_TASK DIRECTIONS_
Put the lines of the items, starting at the line that contains "mark the region of every instance of the metal" and ending at the line that contains "151 24 L 152", into a numbered list, leaving out blank lines. Leave the pictures out of your answer.

(Records)
+ + + + +
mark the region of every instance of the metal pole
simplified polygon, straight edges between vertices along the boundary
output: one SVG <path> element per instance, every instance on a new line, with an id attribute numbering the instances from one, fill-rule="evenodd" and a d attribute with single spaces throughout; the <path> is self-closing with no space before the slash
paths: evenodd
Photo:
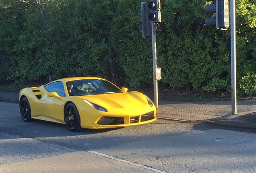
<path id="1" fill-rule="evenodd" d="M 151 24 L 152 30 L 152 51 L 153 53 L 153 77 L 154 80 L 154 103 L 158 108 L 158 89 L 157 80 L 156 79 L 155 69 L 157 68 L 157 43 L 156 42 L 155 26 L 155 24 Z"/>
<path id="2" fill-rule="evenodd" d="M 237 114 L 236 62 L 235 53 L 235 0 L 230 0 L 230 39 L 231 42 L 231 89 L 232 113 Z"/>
+ + + + +
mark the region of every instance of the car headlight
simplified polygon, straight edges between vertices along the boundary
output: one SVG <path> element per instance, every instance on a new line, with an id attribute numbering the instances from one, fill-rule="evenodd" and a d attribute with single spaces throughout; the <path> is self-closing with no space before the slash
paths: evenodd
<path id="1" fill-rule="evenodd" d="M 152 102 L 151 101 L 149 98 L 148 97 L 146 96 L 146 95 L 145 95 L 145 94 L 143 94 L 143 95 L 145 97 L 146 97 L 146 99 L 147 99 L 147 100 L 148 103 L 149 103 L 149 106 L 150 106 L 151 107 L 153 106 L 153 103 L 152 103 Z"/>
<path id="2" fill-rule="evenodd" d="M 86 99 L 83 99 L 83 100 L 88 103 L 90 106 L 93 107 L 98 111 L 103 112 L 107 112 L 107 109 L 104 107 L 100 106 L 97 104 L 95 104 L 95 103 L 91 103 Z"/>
+ + + + +
_CORRECT RESULT_
1. mark the region of every instance of the metal pole
2. simplified polygon, straight edges between vertices along the boundary
3. output: one SVG <path> element per instance, every instance on a new line, with an id attribute numbering the instances from one, fill-rule="evenodd" and a d attribute with single spaces throughout; the <path> is self-closing with no space before the slash
4. paths: evenodd
5. Photo:
6. <path id="1" fill-rule="evenodd" d="M 151 24 L 152 30 L 152 51 L 153 53 L 153 77 L 154 80 L 154 103 L 158 108 L 158 89 L 157 80 L 156 79 L 155 69 L 157 68 L 157 43 L 156 42 L 155 26 L 155 24 Z"/>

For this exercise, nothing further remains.